◆ Requirement:
Please return word for word the part of the entries below that opens with the line containing "Please spot the snow-covered tree" and closes with the line containing "point(199, 492)", with both of those lines included.

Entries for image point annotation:
----
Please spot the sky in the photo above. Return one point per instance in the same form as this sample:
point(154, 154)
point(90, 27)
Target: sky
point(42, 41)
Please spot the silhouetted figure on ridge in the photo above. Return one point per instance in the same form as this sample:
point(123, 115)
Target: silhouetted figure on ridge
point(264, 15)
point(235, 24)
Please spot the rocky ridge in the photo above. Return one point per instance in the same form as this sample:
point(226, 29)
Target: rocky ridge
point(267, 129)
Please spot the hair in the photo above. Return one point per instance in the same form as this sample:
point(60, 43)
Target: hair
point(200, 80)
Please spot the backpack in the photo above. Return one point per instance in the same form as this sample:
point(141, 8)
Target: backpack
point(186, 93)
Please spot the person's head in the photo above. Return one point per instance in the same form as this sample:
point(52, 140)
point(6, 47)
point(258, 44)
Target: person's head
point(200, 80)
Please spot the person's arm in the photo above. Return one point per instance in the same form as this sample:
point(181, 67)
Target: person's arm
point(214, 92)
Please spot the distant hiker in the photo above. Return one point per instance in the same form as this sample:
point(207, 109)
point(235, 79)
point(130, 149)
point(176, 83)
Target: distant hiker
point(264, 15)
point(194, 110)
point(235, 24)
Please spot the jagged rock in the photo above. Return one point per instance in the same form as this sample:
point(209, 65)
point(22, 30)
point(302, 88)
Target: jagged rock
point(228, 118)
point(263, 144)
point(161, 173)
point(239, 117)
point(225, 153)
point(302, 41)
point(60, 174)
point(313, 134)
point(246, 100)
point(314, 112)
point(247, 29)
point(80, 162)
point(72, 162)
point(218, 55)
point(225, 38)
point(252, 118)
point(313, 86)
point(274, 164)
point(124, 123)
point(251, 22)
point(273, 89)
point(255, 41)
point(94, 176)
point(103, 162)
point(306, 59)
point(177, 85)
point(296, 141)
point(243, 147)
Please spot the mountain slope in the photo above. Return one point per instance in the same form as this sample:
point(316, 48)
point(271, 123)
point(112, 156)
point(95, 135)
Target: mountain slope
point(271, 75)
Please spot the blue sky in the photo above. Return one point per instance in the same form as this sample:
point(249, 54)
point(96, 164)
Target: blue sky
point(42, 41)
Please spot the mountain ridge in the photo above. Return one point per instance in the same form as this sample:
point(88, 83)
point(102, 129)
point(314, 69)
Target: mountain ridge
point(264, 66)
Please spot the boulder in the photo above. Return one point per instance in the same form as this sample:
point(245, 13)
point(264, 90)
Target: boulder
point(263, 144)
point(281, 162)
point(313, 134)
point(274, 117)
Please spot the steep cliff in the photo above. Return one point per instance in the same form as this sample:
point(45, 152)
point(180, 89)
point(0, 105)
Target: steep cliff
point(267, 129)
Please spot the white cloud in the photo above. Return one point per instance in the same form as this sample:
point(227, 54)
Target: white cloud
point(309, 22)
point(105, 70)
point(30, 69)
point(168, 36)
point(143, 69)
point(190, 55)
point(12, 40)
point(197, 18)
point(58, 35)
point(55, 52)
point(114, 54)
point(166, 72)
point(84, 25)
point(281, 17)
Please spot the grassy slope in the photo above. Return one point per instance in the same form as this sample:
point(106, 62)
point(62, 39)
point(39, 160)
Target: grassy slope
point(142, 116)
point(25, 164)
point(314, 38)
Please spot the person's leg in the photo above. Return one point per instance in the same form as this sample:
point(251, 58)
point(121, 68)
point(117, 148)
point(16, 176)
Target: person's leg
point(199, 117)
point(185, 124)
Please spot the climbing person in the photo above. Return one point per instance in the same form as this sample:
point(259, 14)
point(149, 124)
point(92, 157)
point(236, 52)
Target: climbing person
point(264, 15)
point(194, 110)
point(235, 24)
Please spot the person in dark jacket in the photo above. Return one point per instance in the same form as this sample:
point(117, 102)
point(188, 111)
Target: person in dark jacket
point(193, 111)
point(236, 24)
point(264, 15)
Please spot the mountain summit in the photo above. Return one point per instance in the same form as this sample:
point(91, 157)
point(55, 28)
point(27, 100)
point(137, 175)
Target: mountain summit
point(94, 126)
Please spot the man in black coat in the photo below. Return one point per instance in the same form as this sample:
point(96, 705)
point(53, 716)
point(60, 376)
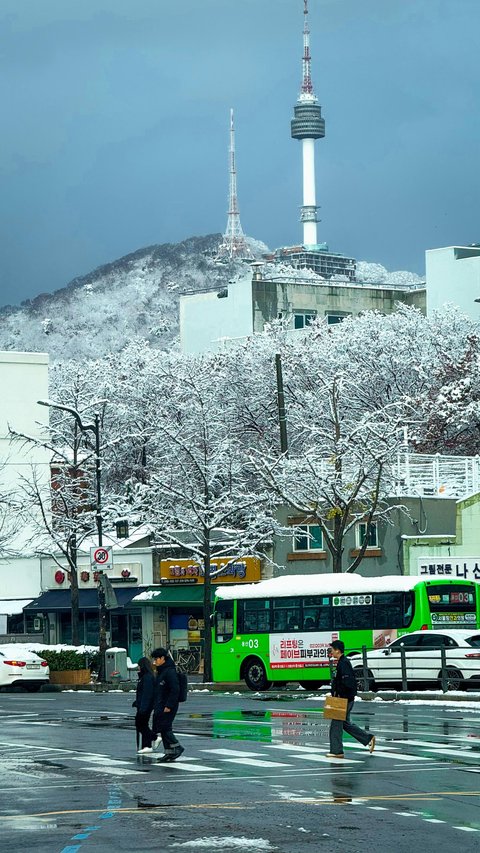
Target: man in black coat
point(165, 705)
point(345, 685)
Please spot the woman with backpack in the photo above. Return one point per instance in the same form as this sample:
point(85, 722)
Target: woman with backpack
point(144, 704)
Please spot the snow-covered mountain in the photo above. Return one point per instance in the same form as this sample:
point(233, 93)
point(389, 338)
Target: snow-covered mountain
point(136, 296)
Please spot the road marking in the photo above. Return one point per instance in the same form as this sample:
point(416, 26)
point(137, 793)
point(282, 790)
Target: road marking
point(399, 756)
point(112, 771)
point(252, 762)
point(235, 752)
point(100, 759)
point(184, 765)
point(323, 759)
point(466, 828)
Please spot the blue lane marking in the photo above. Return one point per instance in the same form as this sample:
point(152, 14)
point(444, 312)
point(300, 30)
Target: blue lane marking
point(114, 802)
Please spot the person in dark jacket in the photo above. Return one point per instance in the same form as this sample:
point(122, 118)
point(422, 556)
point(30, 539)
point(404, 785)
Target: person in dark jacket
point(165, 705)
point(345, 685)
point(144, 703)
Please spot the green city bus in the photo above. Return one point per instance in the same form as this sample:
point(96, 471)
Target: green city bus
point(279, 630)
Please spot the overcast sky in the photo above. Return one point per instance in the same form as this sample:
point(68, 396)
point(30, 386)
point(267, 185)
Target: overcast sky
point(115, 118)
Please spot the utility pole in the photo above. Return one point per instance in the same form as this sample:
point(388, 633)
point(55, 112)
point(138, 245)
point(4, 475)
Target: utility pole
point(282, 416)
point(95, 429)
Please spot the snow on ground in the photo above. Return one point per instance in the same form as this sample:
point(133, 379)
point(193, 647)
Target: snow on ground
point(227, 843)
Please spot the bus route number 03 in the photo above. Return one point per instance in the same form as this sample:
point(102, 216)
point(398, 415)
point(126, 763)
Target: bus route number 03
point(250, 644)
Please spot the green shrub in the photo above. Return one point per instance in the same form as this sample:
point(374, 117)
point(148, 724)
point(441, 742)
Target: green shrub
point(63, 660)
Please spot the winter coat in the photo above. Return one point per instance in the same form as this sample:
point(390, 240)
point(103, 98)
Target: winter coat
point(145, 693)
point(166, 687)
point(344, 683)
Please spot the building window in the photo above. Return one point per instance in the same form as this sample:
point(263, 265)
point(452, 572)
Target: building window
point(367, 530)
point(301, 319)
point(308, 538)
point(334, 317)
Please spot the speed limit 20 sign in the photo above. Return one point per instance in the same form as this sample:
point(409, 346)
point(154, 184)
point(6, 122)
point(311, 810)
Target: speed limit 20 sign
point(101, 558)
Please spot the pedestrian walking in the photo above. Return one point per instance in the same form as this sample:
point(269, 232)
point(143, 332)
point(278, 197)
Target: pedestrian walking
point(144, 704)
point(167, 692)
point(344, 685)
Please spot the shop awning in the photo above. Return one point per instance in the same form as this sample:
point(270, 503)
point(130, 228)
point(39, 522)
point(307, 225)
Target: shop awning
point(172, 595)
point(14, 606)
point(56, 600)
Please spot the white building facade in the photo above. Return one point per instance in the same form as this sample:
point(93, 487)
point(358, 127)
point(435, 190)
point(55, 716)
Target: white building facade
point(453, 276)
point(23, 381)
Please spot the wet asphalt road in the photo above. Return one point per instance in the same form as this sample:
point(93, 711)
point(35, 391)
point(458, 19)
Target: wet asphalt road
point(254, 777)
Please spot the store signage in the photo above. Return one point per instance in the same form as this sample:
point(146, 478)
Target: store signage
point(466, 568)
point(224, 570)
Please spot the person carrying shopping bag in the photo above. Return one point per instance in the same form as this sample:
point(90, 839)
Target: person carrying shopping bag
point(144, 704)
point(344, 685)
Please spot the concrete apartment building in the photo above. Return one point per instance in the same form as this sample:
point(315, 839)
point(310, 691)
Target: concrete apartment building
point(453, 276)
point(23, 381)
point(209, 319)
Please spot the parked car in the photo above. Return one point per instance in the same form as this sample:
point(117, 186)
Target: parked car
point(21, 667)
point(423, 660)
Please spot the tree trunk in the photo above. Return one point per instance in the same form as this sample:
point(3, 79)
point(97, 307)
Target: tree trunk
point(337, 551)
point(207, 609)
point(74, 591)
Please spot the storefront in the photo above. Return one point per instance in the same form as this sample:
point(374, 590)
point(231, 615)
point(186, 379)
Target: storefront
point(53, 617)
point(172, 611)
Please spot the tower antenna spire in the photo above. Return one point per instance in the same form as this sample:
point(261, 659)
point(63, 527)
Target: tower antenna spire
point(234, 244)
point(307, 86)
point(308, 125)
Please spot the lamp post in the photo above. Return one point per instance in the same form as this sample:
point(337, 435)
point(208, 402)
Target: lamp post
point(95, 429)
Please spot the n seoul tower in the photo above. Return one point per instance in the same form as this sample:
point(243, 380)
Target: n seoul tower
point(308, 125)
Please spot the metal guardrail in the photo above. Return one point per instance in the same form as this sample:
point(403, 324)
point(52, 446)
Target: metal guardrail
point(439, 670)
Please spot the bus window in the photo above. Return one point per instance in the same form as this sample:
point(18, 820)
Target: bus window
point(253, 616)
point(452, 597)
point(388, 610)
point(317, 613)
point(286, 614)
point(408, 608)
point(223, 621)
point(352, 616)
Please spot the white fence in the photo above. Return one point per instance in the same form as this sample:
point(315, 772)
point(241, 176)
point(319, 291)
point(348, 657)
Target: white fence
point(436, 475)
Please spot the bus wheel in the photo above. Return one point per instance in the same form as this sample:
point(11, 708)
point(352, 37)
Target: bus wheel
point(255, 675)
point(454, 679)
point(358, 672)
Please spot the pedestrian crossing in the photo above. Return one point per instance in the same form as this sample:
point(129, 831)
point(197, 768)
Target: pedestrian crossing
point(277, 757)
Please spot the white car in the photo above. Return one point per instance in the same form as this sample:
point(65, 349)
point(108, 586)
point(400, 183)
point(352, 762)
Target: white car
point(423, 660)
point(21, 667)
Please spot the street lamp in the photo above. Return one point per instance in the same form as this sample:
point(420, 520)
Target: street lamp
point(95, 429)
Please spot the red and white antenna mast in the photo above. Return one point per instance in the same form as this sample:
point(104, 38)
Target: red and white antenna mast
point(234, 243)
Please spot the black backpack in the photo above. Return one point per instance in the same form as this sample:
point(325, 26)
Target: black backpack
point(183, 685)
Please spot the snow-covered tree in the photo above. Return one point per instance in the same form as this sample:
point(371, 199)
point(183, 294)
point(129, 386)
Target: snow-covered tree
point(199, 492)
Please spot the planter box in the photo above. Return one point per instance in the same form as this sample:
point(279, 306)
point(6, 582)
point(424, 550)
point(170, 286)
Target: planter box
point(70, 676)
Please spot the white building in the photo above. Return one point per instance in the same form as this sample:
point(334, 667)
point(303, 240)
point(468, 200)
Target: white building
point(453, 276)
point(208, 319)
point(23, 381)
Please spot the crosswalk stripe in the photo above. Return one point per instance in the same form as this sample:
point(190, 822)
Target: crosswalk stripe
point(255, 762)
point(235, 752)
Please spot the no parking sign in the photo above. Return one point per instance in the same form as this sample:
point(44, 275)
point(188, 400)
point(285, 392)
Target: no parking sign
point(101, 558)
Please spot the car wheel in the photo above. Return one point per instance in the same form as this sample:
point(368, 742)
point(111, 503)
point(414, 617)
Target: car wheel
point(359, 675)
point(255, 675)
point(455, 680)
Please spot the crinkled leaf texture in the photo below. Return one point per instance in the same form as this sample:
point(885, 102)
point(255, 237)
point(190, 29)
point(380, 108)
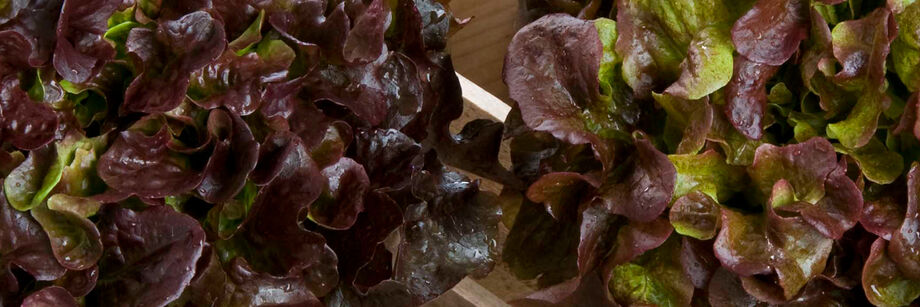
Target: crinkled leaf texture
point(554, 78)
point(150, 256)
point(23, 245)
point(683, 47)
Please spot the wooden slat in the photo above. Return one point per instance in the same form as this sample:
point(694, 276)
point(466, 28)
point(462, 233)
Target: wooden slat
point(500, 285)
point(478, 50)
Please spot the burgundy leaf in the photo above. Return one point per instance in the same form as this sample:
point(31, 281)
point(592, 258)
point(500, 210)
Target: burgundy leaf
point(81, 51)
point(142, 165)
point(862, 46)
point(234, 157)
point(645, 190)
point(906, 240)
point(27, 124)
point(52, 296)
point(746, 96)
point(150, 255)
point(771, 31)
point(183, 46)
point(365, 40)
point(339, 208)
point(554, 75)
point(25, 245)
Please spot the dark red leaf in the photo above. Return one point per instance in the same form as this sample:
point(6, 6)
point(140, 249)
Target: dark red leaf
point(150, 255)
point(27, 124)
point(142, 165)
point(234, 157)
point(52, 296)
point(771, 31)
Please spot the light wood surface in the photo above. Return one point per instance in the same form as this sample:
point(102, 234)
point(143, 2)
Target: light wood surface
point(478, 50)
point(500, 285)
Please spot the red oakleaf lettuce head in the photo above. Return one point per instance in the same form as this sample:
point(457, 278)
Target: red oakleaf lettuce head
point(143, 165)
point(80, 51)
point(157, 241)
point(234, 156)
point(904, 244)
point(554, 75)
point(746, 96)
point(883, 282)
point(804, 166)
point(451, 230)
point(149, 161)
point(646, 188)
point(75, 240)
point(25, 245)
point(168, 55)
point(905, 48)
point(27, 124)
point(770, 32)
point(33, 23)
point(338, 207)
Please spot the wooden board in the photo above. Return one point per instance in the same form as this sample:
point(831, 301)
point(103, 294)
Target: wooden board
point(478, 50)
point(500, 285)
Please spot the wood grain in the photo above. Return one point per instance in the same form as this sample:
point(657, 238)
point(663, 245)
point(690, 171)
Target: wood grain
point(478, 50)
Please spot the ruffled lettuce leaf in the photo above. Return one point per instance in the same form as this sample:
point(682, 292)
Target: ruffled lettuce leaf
----
◆ Solution to the exercise:
Please spot the snow-covered tree in the photo above. Return one point per instance in the same form as this sample:
point(371, 199)
point(183, 294)
point(129, 386)
Target: snow-covered tree
point(199, 492)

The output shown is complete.